**YOUR TASK**
For each line in the records that contains "brick", make a copy.

Segment Open

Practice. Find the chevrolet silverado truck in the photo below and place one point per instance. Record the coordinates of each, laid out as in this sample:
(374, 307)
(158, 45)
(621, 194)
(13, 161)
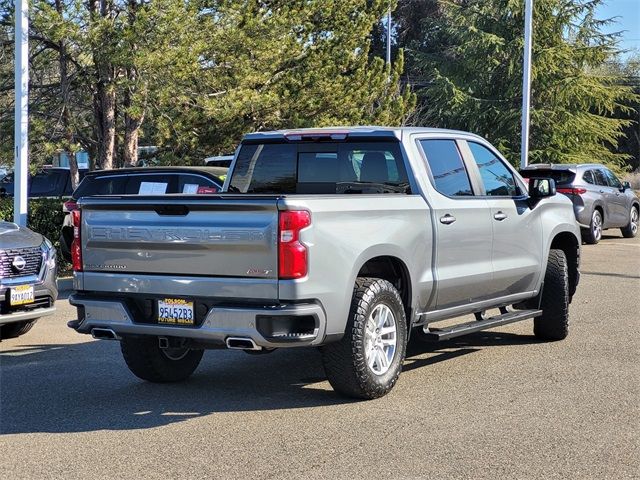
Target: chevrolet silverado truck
(347, 239)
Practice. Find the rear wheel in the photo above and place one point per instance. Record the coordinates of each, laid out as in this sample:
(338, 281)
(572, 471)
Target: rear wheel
(148, 361)
(14, 330)
(367, 361)
(631, 229)
(553, 324)
(594, 233)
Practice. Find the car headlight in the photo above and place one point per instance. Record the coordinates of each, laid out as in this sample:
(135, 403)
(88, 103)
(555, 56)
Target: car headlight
(49, 253)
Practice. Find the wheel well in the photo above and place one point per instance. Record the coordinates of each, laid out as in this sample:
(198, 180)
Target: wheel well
(395, 272)
(569, 244)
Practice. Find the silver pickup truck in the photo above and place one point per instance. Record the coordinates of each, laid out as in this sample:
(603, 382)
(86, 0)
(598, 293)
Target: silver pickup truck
(351, 240)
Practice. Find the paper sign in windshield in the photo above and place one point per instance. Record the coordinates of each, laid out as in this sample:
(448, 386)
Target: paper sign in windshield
(152, 188)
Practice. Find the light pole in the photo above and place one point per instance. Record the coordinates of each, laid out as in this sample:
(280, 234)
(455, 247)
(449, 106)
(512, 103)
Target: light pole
(21, 138)
(526, 82)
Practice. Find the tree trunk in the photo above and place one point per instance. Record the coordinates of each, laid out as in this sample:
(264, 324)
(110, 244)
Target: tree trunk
(132, 122)
(66, 112)
(104, 102)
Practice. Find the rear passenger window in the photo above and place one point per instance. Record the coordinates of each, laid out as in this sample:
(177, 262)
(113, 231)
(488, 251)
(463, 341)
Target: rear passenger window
(496, 177)
(588, 177)
(600, 178)
(448, 171)
(47, 184)
(612, 179)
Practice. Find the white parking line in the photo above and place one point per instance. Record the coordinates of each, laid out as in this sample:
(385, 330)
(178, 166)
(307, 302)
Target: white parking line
(27, 351)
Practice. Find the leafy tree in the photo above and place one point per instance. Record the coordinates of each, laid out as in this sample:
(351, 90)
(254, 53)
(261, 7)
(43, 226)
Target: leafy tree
(475, 82)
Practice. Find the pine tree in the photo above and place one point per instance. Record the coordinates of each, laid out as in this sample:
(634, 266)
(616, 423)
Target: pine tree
(476, 81)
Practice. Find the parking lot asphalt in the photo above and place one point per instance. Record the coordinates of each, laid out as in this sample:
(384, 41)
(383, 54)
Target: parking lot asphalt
(497, 404)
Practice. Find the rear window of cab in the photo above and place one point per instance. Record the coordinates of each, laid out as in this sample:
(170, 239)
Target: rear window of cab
(320, 168)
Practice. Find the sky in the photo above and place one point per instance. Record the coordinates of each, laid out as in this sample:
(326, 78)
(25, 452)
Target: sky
(628, 12)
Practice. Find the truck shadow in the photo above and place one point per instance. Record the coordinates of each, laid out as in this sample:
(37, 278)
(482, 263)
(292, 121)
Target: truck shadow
(87, 387)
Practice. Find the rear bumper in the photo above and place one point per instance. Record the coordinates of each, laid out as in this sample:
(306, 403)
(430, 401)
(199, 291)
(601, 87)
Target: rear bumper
(218, 324)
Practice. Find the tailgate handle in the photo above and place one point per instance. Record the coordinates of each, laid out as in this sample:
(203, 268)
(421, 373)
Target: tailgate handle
(181, 210)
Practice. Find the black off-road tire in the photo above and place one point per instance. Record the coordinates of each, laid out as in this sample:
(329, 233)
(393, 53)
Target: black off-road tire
(148, 361)
(16, 329)
(553, 324)
(592, 235)
(345, 363)
(631, 229)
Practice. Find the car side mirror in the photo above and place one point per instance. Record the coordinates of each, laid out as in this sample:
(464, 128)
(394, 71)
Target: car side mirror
(541, 188)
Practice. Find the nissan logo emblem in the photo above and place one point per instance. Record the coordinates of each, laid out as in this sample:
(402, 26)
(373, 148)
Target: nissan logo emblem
(19, 263)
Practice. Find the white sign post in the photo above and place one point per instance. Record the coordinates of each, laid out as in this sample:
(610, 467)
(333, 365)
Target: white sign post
(526, 82)
(21, 139)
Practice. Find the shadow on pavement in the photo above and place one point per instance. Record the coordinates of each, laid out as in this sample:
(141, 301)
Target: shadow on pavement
(87, 387)
(618, 275)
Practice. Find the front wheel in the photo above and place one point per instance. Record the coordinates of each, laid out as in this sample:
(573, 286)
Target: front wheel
(148, 361)
(631, 229)
(553, 324)
(367, 361)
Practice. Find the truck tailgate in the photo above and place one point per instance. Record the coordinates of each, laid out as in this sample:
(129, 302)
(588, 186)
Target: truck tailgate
(225, 236)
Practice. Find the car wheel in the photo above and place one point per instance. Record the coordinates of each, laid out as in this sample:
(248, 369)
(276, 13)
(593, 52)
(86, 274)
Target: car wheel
(631, 229)
(594, 233)
(14, 330)
(553, 324)
(148, 361)
(367, 361)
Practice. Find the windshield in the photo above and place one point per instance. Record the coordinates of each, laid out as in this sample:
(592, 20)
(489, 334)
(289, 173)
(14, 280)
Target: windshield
(320, 168)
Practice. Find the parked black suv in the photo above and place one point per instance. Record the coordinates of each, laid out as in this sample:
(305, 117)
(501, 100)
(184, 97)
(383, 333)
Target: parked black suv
(49, 182)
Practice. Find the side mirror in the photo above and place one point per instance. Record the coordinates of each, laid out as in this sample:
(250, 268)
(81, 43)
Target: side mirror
(541, 188)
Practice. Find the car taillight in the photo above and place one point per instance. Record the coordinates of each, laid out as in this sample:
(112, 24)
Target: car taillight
(69, 206)
(572, 191)
(76, 250)
(292, 255)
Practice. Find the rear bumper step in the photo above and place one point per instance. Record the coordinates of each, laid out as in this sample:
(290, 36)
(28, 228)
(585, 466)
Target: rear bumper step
(437, 334)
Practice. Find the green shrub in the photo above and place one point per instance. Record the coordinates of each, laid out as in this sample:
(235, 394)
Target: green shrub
(44, 216)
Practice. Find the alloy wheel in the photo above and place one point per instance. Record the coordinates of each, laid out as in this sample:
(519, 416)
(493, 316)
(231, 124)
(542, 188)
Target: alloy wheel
(380, 339)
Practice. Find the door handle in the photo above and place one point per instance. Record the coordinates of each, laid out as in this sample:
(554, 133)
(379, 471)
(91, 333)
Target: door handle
(447, 219)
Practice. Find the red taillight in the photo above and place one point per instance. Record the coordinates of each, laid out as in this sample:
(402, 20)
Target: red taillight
(76, 251)
(292, 255)
(572, 191)
(69, 206)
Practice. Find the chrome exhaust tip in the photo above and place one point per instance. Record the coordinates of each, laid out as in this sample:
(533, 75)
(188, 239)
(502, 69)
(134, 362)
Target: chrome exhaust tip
(104, 334)
(242, 343)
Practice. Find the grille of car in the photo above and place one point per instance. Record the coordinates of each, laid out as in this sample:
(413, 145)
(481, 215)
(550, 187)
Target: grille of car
(32, 257)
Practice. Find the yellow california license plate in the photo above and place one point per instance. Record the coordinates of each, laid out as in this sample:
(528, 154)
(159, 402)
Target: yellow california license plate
(21, 295)
(175, 311)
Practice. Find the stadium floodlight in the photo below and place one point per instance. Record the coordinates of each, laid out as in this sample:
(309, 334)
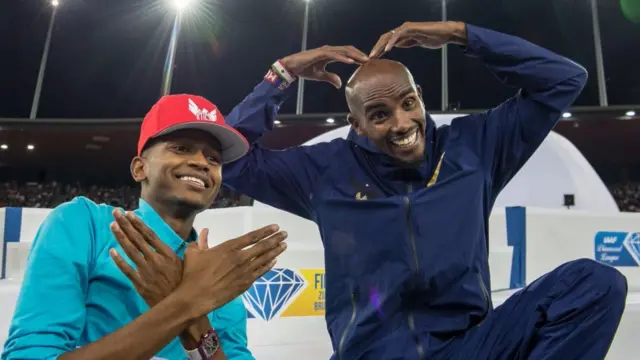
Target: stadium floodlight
(181, 5)
(43, 62)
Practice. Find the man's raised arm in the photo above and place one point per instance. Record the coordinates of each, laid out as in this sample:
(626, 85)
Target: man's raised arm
(509, 134)
(283, 179)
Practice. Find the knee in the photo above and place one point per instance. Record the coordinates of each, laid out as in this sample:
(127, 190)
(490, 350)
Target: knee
(602, 279)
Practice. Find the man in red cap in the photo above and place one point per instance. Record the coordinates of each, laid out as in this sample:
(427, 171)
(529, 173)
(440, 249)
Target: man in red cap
(150, 286)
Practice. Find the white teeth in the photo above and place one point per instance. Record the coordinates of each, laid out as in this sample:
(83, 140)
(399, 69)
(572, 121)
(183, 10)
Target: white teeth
(192, 180)
(407, 141)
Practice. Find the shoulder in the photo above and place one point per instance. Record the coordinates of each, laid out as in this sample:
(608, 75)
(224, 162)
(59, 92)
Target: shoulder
(80, 210)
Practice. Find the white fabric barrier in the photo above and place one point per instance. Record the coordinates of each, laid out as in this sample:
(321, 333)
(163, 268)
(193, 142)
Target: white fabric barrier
(295, 324)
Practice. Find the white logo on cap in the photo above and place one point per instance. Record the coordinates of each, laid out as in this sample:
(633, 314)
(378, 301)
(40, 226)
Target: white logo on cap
(202, 114)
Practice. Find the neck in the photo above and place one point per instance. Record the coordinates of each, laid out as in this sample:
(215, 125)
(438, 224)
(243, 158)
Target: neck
(178, 217)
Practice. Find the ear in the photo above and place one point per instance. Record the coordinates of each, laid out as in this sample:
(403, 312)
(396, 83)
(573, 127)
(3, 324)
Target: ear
(355, 124)
(137, 169)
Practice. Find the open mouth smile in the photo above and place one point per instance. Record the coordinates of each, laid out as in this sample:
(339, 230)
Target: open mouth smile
(406, 141)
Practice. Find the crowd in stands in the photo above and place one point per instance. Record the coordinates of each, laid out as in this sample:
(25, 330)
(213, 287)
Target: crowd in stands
(51, 194)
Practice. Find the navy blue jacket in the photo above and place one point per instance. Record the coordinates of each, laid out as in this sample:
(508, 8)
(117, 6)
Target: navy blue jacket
(406, 250)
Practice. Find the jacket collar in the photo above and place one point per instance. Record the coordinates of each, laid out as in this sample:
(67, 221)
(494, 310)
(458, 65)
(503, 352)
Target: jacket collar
(164, 232)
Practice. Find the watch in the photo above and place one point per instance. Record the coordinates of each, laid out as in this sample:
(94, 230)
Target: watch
(207, 347)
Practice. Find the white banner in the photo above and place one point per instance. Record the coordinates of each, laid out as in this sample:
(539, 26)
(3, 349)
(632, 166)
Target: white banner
(555, 237)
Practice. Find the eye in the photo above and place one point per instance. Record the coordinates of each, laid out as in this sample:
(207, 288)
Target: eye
(379, 116)
(409, 103)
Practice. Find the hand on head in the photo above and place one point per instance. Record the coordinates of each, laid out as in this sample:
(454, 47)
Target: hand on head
(312, 64)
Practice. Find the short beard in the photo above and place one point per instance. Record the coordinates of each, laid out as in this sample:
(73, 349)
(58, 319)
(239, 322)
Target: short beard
(183, 209)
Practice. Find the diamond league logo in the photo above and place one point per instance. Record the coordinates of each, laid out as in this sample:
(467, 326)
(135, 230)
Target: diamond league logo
(618, 248)
(272, 293)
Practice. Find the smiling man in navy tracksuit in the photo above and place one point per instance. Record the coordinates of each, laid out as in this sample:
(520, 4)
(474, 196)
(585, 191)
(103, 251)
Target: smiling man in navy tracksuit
(403, 206)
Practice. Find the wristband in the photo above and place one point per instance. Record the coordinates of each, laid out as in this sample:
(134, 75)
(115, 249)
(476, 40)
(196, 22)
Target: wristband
(207, 347)
(279, 76)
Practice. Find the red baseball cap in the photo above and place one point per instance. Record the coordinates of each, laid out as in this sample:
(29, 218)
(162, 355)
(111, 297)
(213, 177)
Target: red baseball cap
(178, 112)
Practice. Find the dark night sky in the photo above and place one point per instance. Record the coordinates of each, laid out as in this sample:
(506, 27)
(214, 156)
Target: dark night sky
(107, 56)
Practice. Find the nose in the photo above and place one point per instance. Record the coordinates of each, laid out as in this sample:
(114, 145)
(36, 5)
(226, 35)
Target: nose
(198, 160)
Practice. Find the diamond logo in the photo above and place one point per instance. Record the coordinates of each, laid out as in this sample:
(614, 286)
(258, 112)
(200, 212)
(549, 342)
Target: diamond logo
(270, 295)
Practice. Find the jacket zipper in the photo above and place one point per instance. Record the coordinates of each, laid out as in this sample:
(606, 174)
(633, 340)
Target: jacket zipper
(485, 293)
(346, 329)
(410, 228)
(412, 325)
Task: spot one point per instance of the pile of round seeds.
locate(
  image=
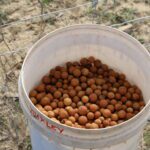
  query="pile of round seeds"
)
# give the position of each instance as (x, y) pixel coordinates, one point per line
(87, 94)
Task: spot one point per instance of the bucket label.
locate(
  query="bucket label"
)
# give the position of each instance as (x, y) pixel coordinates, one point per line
(45, 122)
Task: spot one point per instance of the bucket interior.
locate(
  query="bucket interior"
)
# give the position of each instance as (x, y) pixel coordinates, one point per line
(112, 47)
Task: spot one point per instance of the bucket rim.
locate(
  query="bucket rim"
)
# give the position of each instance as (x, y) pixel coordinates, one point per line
(83, 26)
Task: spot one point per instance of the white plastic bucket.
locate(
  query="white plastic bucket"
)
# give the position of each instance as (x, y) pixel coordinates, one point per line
(115, 48)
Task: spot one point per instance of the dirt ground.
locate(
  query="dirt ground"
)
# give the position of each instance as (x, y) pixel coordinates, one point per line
(16, 38)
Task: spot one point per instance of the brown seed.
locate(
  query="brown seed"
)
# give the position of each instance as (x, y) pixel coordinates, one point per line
(64, 75)
(97, 92)
(63, 113)
(89, 91)
(142, 103)
(49, 96)
(122, 90)
(90, 115)
(76, 72)
(103, 103)
(129, 115)
(136, 106)
(97, 63)
(73, 105)
(56, 111)
(58, 84)
(72, 119)
(67, 101)
(45, 101)
(98, 122)
(38, 106)
(83, 110)
(60, 104)
(40, 88)
(129, 104)
(74, 82)
(78, 88)
(33, 93)
(84, 61)
(93, 69)
(124, 107)
(46, 80)
(82, 120)
(91, 59)
(111, 95)
(106, 123)
(47, 107)
(106, 113)
(111, 108)
(118, 106)
(104, 86)
(88, 126)
(93, 87)
(128, 95)
(53, 105)
(97, 114)
(114, 117)
(135, 96)
(83, 79)
(53, 80)
(122, 114)
(68, 123)
(93, 97)
(94, 126)
(72, 93)
(70, 110)
(123, 99)
(50, 88)
(90, 82)
(33, 100)
(118, 96)
(76, 116)
(57, 74)
(84, 86)
(113, 102)
(57, 94)
(85, 99)
(51, 114)
(85, 71)
(93, 108)
(131, 90)
(76, 99)
(81, 94)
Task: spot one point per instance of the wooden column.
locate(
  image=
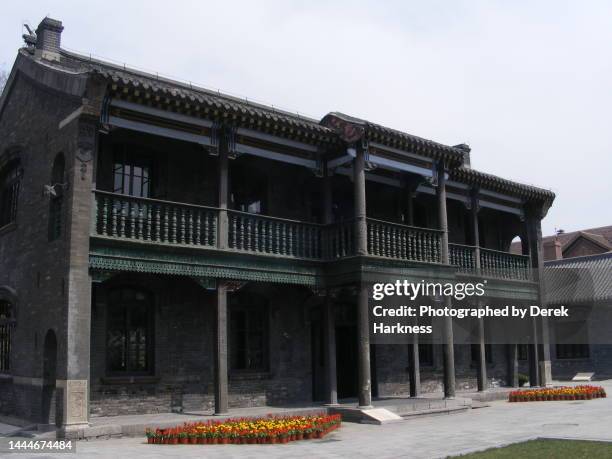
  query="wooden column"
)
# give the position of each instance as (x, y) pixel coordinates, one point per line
(512, 365)
(328, 199)
(414, 365)
(329, 338)
(329, 322)
(534, 372)
(540, 368)
(221, 391)
(361, 238)
(363, 350)
(447, 347)
(223, 172)
(481, 376)
(363, 319)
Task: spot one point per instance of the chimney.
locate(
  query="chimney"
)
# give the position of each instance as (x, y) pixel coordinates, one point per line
(48, 39)
(465, 149)
(552, 250)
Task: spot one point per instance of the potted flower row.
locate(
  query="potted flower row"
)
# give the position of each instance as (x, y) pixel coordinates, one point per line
(270, 429)
(557, 393)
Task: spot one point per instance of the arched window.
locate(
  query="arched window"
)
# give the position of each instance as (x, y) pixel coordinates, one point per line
(56, 201)
(129, 336)
(10, 182)
(7, 319)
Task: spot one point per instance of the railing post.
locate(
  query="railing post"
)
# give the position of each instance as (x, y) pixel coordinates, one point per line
(222, 225)
(360, 227)
(448, 346)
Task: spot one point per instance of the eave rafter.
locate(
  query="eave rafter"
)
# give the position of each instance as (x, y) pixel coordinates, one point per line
(217, 112)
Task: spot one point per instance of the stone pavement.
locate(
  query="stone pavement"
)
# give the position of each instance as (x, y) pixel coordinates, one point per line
(500, 424)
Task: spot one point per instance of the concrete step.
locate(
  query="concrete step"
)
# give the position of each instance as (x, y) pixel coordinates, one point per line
(435, 411)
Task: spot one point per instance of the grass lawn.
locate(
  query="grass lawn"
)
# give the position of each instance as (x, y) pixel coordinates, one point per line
(550, 449)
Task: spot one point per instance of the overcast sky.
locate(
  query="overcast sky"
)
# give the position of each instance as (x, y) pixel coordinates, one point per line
(528, 86)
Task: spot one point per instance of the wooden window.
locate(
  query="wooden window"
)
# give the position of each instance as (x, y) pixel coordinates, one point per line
(129, 344)
(426, 354)
(249, 190)
(10, 183)
(249, 333)
(131, 173)
(6, 324)
(572, 340)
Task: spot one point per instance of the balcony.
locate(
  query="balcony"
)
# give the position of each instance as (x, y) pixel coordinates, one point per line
(153, 221)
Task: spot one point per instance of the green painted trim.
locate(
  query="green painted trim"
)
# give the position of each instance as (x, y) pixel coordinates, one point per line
(108, 257)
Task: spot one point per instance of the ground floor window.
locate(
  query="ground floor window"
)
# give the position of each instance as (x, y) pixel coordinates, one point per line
(488, 352)
(248, 332)
(523, 351)
(426, 354)
(6, 317)
(129, 343)
(572, 340)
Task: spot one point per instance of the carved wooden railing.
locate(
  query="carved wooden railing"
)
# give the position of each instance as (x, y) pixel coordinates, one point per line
(339, 240)
(463, 257)
(495, 263)
(393, 240)
(274, 236)
(153, 220)
(165, 222)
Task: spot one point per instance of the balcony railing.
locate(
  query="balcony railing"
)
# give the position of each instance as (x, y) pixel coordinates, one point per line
(493, 263)
(274, 236)
(392, 240)
(463, 257)
(152, 220)
(124, 217)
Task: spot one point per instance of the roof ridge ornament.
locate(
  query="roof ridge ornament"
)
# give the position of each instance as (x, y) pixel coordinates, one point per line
(348, 131)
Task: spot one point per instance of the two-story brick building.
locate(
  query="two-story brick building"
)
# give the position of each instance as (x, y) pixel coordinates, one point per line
(168, 247)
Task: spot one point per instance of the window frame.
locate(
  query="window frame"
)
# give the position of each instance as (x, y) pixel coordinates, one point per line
(10, 187)
(7, 324)
(150, 331)
(131, 160)
(258, 306)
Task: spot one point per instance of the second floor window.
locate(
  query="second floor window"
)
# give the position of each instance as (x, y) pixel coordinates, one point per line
(131, 174)
(129, 332)
(248, 333)
(10, 182)
(6, 323)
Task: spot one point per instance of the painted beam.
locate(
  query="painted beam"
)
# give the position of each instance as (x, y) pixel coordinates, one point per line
(160, 131)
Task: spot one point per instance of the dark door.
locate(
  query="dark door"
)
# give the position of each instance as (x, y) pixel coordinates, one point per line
(318, 357)
(48, 411)
(346, 360)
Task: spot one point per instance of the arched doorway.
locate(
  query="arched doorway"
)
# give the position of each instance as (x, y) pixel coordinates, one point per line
(49, 414)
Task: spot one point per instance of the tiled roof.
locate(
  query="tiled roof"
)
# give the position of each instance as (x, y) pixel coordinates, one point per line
(499, 184)
(247, 113)
(580, 280)
(393, 136)
(157, 85)
(601, 233)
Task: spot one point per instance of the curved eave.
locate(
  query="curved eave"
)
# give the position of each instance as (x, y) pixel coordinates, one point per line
(501, 185)
(398, 139)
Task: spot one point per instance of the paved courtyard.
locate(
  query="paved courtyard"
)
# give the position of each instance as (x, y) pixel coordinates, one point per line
(500, 424)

Segment Closed

**EXPECTED ANSWER**
Task: spot one point per instance of the two-story brick building.
  query="two-story brick building"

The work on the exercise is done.